**What you are asked to do:**
Update the stretch of lines from the start of the records through the line containing "pixel 280 264", changing every "innermost" to "most central". Reproduce only those lines, leaving everything else in them unchanged.

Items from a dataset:
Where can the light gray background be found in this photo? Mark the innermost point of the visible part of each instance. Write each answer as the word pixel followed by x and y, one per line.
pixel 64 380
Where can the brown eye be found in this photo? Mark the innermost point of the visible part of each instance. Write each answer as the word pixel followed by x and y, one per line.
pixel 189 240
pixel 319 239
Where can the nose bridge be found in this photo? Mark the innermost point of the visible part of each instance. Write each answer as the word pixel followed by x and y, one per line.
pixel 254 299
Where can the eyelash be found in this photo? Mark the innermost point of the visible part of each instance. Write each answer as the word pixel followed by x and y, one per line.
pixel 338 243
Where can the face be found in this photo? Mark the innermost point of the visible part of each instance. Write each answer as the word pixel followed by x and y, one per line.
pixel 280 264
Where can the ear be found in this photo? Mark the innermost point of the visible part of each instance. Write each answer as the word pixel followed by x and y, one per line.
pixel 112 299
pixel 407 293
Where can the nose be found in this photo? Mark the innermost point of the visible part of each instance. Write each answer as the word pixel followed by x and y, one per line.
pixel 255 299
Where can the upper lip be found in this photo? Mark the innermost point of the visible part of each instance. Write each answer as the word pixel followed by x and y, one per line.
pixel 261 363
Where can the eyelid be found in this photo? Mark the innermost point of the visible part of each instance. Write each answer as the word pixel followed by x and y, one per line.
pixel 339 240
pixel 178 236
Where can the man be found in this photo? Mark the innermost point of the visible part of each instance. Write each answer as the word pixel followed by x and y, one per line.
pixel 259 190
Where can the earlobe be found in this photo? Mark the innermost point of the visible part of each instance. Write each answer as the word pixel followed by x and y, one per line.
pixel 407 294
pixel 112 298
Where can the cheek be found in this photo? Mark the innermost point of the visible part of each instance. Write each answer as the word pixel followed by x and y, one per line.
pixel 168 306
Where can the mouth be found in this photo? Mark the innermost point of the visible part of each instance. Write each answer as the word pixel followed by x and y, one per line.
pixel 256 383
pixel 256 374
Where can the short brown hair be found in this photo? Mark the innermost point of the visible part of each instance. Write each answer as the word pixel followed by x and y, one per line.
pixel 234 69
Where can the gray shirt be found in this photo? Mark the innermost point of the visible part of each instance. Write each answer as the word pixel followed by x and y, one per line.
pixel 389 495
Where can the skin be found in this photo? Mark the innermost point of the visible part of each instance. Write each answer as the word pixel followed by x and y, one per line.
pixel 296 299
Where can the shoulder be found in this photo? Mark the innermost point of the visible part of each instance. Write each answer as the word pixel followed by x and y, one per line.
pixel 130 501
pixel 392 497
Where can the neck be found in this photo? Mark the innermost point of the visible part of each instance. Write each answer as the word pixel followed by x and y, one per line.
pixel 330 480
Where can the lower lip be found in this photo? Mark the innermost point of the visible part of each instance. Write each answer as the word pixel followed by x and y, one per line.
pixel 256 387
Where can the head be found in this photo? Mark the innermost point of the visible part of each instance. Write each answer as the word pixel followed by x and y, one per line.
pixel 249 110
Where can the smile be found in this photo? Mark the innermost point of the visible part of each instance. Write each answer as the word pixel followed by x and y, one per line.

**Exercise output:**
Where can the light gray background be found in this photo? Mark the most central point of the visible part of each instance. Write each answer as the word pixel followed by x and y, one per line.
pixel 64 380
Where can the brown eye be found in this photo? Mark the most central point of the visible part of each instance. Write each answer as the word pixel followed by x and y, one per line.
pixel 189 240
pixel 319 239
Where can the nose bridge be found in this photo? Mark the most central point of the visible part of each instance. Write each answer as the word pixel followed by x and y, one per line.
pixel 254 299
Where can the eyelash be found in this photo? Mark the most central point of the visible part of each instance. Write each answer as the word pixel followed by x and y, one per line.
pixel 338 243
Where can the face be found in this photo? Mark the most central point of the visible part of each instance. Write each answer as the word pixel followed by x and y, one per line.
pixel 280 264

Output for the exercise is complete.